__PASSAGE PROVIDED__
Segment Open
Medications are blamed for birth defects, serious injuries or deaths in hundreds of children under age 2 each year, underscoring the need for more clinical testing of drugs in infants, researchers say.

Over a three-year period from 1997 to 2000, about 3,750 serious injuries, birth defects and deaths in children under 2 were linked to medications and reported to the Food and Drug Administration, according to a study in the November issue of Pediatrics.

The study, conducted by researchers at George Washington University and the University of Maryland, comes two weeks after a federal court said the FDA does not have the power to require drug makers to test adult medicines in children.

The study found 769 deaths and 664 cases of birth defects or disabilities possibly linked to drugs used in children or to medications taken by their mothers during pregnancy, delivery or breast-feeding.

"These results underscore the need for additional drug testing in the youngest pediatric patients and for carefully weighing the risks versus benefits of medication," the researchers said.
Segment Closed
(Recorded data)
Segment Open
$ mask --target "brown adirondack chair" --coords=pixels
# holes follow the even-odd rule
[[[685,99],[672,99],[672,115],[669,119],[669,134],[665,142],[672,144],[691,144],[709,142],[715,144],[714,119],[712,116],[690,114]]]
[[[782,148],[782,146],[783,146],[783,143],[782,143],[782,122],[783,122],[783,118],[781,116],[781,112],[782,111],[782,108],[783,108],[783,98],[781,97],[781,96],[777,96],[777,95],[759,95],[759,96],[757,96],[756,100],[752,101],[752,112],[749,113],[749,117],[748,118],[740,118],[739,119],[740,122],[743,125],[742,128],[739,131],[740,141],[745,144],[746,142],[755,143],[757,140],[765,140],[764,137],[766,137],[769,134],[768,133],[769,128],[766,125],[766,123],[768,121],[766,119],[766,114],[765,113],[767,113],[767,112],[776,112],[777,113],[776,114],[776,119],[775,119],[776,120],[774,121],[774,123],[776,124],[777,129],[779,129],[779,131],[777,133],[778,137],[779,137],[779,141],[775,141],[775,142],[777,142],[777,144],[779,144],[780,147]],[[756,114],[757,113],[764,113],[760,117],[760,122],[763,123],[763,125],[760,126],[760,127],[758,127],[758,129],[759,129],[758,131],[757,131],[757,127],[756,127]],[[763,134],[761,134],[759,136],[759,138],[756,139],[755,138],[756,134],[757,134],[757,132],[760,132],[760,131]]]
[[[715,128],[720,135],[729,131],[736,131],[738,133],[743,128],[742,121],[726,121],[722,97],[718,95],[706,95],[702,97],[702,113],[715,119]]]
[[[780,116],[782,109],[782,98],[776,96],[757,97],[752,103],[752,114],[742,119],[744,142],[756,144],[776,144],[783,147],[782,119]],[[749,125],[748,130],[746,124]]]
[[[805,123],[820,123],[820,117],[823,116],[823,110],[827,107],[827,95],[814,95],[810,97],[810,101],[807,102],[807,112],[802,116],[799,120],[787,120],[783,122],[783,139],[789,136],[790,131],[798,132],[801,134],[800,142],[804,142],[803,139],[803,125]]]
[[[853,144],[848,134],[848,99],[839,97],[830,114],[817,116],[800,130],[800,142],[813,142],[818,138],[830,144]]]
Segment Closed
__TASK LIST__
- A) Edit the article on drug-related harm in young children, beginning at the words "Over a three-year" and stopping after "delivery or breast-feeding.", and replace "three-year period" with "three-year span".
- B) Proceed with the article on drug-related harm in young children, picking up after its final sentence.
None of the recorded data is needed.

__TASK-BY-TASK ANSWERS__
- A)
Over a three-year span from 1997 to 2000, about 3,750 serious injuries, birth defects and deaths in children under 2 were linked to medications and reported to the Food and Drug Administration, according to a study in the November issue of Pediatrics.

The study, conducted by researchers at George Washington University and the University of Maryland, comes two weeks after a federal court said the FDA does not have the power to require drug makers to test adult medicines in children.

The study found 769 deaths and 664 cases of birth defects or disabilities possibly linked to drugs used in children or to medications taken by their mothers during pregnancy, delivery or breast-feeding.

- B)
Adult medications are commonly prescribed for children without clinical testing on youngsters because such studies can raise ethical and practical concerns.

"There is extremely limited testing of drugs, so it is very hard to know how to use them well" in children, said lead researcher Thomas J. Moore, a health policy analyst at George Washington University.

The researchers cautioned that when a report is filed about an apparent adverse drug effect, it does not necessarily mean the medicine was at fault.

Dr. Charles J. Cote, a pediatric anesthesiologist at Children's Memorial Hospital in Chicago who was not involved in the study, said it is often hard to determine whether a very sick child died from the drug or the illness.